Rows from a pointing dataset:

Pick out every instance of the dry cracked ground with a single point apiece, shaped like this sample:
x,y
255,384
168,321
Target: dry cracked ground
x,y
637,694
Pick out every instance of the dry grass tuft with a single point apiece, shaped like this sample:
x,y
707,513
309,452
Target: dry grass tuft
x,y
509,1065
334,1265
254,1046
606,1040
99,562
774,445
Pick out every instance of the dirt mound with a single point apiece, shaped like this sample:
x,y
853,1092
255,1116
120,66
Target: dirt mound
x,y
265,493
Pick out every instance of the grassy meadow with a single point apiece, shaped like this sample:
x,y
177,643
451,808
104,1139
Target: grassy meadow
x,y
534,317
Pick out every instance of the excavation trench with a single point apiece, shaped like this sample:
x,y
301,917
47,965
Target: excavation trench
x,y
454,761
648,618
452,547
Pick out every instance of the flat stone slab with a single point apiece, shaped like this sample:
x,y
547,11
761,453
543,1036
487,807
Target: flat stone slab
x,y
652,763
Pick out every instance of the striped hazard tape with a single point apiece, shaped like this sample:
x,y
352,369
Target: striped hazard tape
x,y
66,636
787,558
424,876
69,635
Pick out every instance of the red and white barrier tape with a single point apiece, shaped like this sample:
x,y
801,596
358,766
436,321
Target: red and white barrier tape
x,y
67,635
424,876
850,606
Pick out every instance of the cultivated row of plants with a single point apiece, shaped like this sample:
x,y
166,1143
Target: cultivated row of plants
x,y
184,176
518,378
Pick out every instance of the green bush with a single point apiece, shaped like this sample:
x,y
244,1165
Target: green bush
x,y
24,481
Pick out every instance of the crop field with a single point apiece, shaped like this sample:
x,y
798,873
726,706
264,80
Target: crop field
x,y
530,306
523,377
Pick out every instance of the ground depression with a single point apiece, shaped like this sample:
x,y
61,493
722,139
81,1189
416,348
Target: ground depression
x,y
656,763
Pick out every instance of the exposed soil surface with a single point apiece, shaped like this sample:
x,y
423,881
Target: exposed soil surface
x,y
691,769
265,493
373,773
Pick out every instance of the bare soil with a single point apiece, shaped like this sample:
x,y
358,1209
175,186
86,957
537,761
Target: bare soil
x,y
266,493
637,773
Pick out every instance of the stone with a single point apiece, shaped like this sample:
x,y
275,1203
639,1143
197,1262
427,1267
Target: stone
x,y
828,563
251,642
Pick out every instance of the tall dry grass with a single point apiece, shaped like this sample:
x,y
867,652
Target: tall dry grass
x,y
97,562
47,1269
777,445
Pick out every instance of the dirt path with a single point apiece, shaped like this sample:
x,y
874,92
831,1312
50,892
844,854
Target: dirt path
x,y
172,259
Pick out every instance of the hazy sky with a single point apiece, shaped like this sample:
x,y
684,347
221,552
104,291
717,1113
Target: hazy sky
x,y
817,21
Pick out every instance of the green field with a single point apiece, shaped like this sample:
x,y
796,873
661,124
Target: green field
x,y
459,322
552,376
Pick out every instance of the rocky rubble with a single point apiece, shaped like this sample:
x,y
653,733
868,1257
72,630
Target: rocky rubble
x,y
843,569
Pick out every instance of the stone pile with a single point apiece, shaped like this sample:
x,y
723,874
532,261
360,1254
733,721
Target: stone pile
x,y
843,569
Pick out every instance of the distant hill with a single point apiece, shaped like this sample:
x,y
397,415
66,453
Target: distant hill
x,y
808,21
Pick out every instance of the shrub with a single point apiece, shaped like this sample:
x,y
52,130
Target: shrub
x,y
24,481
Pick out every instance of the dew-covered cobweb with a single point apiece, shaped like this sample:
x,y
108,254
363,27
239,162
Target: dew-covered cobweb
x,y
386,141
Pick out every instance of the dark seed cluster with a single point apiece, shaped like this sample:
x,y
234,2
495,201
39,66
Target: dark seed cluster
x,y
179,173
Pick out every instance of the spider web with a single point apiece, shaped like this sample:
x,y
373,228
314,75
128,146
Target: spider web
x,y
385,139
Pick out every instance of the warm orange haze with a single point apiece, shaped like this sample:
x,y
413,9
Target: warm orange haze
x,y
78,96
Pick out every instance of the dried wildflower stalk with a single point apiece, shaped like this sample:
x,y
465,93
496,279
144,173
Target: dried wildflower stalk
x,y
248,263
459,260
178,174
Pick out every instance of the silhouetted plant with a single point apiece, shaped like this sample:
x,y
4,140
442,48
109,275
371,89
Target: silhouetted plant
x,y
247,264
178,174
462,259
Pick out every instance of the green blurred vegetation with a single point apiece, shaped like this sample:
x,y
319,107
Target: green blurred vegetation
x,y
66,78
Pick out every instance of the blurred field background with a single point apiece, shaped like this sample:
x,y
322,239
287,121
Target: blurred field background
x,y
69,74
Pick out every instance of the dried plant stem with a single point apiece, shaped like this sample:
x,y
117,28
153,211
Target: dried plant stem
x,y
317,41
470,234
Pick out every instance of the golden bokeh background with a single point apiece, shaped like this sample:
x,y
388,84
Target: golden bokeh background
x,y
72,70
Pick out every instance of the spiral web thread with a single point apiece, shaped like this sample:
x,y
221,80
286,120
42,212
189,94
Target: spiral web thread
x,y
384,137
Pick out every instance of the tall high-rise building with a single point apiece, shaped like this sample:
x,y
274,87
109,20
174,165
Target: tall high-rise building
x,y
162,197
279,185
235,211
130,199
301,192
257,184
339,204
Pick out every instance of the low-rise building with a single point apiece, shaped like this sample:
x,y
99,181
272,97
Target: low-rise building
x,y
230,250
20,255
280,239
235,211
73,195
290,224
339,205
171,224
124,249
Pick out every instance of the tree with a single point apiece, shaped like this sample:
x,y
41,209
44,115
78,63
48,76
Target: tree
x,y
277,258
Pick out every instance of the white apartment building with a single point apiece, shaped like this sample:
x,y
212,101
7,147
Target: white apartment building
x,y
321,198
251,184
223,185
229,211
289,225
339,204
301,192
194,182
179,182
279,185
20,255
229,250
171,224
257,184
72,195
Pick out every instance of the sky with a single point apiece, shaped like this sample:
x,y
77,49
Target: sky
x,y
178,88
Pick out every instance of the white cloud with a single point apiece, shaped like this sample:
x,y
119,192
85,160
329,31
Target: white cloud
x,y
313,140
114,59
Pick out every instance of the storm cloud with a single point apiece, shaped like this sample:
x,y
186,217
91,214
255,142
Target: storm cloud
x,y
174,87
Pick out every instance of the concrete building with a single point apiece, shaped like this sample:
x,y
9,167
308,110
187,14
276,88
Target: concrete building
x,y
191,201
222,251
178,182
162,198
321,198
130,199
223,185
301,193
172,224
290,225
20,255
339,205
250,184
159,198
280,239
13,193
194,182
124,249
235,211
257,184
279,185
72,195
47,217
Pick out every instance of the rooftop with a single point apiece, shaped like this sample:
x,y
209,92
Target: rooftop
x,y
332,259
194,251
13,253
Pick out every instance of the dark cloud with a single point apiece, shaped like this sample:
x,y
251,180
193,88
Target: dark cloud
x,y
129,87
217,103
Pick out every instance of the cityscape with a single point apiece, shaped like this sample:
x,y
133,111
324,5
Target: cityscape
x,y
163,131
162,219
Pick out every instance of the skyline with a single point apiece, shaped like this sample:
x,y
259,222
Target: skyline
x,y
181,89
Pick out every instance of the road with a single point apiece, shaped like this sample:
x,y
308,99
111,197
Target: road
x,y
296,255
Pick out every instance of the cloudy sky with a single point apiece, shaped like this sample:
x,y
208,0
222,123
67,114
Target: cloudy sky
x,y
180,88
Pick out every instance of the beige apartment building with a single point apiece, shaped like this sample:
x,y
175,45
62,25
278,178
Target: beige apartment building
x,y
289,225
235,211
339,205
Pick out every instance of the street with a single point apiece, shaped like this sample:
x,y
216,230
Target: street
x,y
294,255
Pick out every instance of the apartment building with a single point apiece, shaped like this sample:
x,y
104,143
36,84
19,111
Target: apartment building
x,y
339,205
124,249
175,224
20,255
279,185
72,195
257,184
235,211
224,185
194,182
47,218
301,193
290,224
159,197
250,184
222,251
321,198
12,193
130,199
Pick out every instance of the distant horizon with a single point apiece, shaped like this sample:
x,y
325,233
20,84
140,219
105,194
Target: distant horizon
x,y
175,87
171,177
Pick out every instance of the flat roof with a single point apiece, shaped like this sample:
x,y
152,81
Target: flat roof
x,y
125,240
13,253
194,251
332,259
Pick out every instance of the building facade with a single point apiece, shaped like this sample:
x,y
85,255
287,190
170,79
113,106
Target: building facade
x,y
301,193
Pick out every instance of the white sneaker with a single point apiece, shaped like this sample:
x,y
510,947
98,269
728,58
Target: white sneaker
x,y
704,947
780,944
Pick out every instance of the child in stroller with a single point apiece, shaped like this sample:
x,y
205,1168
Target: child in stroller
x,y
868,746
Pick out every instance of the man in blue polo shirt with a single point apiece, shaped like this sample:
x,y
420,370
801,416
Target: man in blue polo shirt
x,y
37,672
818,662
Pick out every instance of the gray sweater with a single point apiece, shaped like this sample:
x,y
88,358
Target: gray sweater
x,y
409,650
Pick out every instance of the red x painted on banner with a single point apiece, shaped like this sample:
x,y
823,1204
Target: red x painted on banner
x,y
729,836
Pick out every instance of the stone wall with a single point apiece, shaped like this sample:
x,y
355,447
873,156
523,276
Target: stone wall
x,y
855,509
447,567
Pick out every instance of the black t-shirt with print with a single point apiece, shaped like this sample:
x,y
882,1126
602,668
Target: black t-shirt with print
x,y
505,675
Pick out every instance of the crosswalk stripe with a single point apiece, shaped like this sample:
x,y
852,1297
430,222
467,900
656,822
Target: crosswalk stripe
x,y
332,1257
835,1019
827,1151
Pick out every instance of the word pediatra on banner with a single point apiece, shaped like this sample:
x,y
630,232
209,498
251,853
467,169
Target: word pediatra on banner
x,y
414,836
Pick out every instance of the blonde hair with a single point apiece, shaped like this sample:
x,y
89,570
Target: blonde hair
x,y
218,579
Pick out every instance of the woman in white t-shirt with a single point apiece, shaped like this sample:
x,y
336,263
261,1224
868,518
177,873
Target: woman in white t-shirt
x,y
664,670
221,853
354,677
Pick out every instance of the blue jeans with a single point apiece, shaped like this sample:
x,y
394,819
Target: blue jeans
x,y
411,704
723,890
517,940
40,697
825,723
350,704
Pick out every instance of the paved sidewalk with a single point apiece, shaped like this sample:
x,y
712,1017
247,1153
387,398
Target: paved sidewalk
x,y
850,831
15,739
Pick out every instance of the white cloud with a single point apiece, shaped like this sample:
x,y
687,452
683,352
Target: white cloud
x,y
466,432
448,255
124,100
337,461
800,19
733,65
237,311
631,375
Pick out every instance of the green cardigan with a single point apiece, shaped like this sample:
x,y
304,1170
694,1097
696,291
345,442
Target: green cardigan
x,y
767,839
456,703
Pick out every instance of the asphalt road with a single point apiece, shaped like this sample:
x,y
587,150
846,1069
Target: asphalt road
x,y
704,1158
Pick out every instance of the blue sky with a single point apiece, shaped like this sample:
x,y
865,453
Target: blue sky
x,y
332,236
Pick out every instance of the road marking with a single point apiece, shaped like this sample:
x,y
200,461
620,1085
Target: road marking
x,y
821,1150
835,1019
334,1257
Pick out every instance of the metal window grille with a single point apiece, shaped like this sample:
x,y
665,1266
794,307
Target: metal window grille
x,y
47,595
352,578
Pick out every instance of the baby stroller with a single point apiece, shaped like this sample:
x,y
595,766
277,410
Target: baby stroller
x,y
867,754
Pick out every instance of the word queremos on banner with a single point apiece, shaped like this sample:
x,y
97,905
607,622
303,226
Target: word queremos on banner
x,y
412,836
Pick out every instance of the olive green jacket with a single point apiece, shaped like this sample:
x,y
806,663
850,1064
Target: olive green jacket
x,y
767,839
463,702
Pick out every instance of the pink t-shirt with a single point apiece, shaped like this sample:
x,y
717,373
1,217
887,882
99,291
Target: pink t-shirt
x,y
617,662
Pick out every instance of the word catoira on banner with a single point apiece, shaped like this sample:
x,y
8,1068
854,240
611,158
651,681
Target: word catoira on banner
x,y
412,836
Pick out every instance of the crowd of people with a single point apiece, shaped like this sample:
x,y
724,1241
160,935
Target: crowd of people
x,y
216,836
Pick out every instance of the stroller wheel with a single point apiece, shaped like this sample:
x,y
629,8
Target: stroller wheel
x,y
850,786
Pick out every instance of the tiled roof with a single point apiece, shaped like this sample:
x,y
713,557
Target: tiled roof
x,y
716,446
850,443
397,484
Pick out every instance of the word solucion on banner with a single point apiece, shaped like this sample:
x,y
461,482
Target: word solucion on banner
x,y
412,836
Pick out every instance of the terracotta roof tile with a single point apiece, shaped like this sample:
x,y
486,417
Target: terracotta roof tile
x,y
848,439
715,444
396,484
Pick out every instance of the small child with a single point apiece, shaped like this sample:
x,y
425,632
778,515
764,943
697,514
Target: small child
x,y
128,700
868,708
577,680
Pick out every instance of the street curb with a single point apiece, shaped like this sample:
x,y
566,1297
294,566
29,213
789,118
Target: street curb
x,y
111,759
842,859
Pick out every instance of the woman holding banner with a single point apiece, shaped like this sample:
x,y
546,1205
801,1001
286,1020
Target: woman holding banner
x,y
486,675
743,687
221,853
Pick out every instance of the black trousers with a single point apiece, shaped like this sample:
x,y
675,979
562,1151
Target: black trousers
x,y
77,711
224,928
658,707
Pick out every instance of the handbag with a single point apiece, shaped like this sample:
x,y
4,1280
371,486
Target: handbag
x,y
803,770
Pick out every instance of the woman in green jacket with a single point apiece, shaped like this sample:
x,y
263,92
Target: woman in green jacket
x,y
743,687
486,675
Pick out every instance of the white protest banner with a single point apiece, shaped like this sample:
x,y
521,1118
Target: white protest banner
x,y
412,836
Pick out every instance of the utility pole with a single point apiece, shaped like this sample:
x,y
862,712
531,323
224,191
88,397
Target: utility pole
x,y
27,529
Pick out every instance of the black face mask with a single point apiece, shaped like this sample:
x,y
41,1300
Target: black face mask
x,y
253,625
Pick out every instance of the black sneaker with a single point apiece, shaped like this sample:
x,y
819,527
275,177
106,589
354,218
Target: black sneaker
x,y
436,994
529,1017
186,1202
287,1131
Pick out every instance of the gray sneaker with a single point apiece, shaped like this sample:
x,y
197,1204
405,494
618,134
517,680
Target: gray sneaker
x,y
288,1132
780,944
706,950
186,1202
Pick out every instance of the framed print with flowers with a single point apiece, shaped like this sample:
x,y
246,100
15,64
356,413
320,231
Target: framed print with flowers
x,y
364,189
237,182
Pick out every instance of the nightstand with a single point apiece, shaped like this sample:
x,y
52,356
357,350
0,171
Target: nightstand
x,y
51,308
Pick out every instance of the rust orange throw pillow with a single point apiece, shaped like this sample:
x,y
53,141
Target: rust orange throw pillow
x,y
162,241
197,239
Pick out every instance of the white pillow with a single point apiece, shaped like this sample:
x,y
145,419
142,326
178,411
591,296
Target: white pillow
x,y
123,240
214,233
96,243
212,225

* _AIM_
Write out only what runs from the line holding "Pick out every instance of the woman holding" through the last line of the records, exactly as shown.

* _EXERCISE SOLUTION_
Pick out every instance of the woman holding banner with a single point apiece, shaped like this sample:
x,y
546,1205
801,1001
286,1020
Target: woman holding banner
x,y
486,675
743,687
221,853
Pick out every instance of the black trousers with a single point apiece, shaped like this sample:
x,y
675,979
562,1151
Target: black trousers
x,y
77,711
224,928
658,707
Pick out every instance of the handbag with a single point apiece, shaped like this sample:
x,y
4,1280
371,486
Target: handbag
x,y
803,770
Pick out every instance of the woman in green jacket with a single point apiece, shaped like this sample:
x,y
263,92
Target: woman in green jacket
x,y
743,687
486,675
Pick out every instance of the white protest banner with a single point apiece, shaped like this sample:
x,y
521,1118
Target: white protest banner
x,y
412,836
Pick out every instance of the utility pole with a single point apiece, shaped like this sample:
x,y
862,712
531,323
224,191
88,397
Target: utility pole
x,y
27,529
Pick out every instance of the black face mask with a single point apiece, shaped like this sample:
x,y
41,1300
Target: black face mask
x,y
253,625
Pick out every instance of the black sneaker with a single point apiece, shaped like this sample:
x,y
819,527
275,177
106,589
354,218
Target: black sneaker
x,y
436,994
529,1017
186,1202
287,1131
Pick out every instance of the gray sneaker with a single point apiece, shaped like this sample:
x,y
197,1204
405,494
618,134
517,680
Target: gray sneaker
x,y
288,1132
780,944
706,950
186,1202
Pick out every instance of the framed print with flowers with a single point apiece, shaped like this sample:
x,y
246,100
15,64
356,413
320,231
Target: framed print with flowers
x,y
364,189
237,182
Pick out every instance of the nightstand with a single point apiece, shaped like this sample:
x,y
52,356
357,350
0,171
Target: nightstand
x,y
51,308
Pick out every instance of the rust orange throw pillow with a single point apiece, shaped like this sample:
x,y
53,141
Target: rust orange throw pillow
x,y
162,241
197,239
Pick out every instance of the white pillow with a single point apiece, shaped like this sample:
x,y
145,419
142,326
178,411
591,296
Target: white pillow
x,y
123,240
214,233
96,243
212,225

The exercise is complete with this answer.